> _Kutipan Terpilih_
/---
RABI’AH AL ADAWIYAH
A. Biografi Rabi'ah Al Adawiyah
Rabi'ah
Al Adawiyah memiliki nama asli Rabi'ah Al Adawiyah binti Ismail al
Adawiyah al Bashriyah. Ia diberi nama oleh orang tuanya Rabi'ah karena
merupakan anak ke empat dari empat bersaudara. Dalam bahasa Arab rabi'ah
artinya ke empat. Rabi'ah lahir di kota Basrah tahun 94 H dan meninggal
sekitar tahun 185 H serta dimakamkan di tempat itu juga.
Rabi’ah
binti Ismail al-Adawiyah tergolong wanita sufi yang terkenal dalam
sejarah Islam. Dia lahir dalam sebuah keluarga yang miskin dari segi
kebendaan namun kaya dengan peribadatan kepada Allah. Ayahnya hanya
bekerja mengangkut penumpang menyeberangi Sungai Dijlah dengan
menggunakan sampan.
\---
> _Daftar Masukan_
/---
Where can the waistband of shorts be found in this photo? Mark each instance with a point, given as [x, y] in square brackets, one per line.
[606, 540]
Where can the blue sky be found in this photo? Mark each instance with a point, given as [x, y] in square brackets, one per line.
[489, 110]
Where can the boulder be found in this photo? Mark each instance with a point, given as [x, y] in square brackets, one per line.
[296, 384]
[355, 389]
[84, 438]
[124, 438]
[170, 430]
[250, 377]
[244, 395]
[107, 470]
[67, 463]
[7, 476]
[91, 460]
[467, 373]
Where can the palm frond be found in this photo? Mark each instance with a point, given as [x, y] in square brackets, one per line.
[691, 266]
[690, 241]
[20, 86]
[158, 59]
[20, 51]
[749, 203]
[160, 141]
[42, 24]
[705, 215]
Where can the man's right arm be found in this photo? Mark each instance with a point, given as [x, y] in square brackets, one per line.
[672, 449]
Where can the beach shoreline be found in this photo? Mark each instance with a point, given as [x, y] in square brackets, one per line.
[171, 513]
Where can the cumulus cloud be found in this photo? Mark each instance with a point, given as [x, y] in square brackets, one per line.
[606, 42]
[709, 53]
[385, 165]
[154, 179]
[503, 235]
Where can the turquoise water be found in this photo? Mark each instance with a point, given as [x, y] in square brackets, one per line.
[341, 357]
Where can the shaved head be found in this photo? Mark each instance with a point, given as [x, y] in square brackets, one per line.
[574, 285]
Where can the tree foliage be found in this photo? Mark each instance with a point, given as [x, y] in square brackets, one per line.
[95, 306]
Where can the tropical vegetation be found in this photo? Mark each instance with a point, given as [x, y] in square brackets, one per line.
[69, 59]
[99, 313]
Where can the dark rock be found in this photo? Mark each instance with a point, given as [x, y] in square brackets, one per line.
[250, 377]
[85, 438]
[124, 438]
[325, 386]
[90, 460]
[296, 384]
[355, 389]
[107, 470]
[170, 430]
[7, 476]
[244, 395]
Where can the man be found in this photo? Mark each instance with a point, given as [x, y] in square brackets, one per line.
\---
> _Instruksi Tugas 1_
Ringkaslah paragraf dalam kutipan yang diawali "Rabi’ah binti Ismail al-Adawiyah tergolong wanita sufi" tanpa menghilangkan fakta utamanya.
> _Instruksi Tugas 2_
Hitunglah: berapa baris dalam daftar yang memuat string "waistband", dengan huruf besar dan kecil dibedakan? Jawab dengan angkanya saja.
Kutipan dan daftar ini tidak saling berhubungan.

> _Jawaban Tugas 1_
Rabi’ah binti Ismail al-Adawiyah adalah wanita sufi terkenal dalam sejarah Islam. Ia lahir dari keluarga yang miskin harta tetapi kaya ibadah kepada Allah. Ayahnya hanya bekerja menyeberangkan penumpang di Sungai Dijlah dengan sampan.

> _Jawaban Tugas 2_
1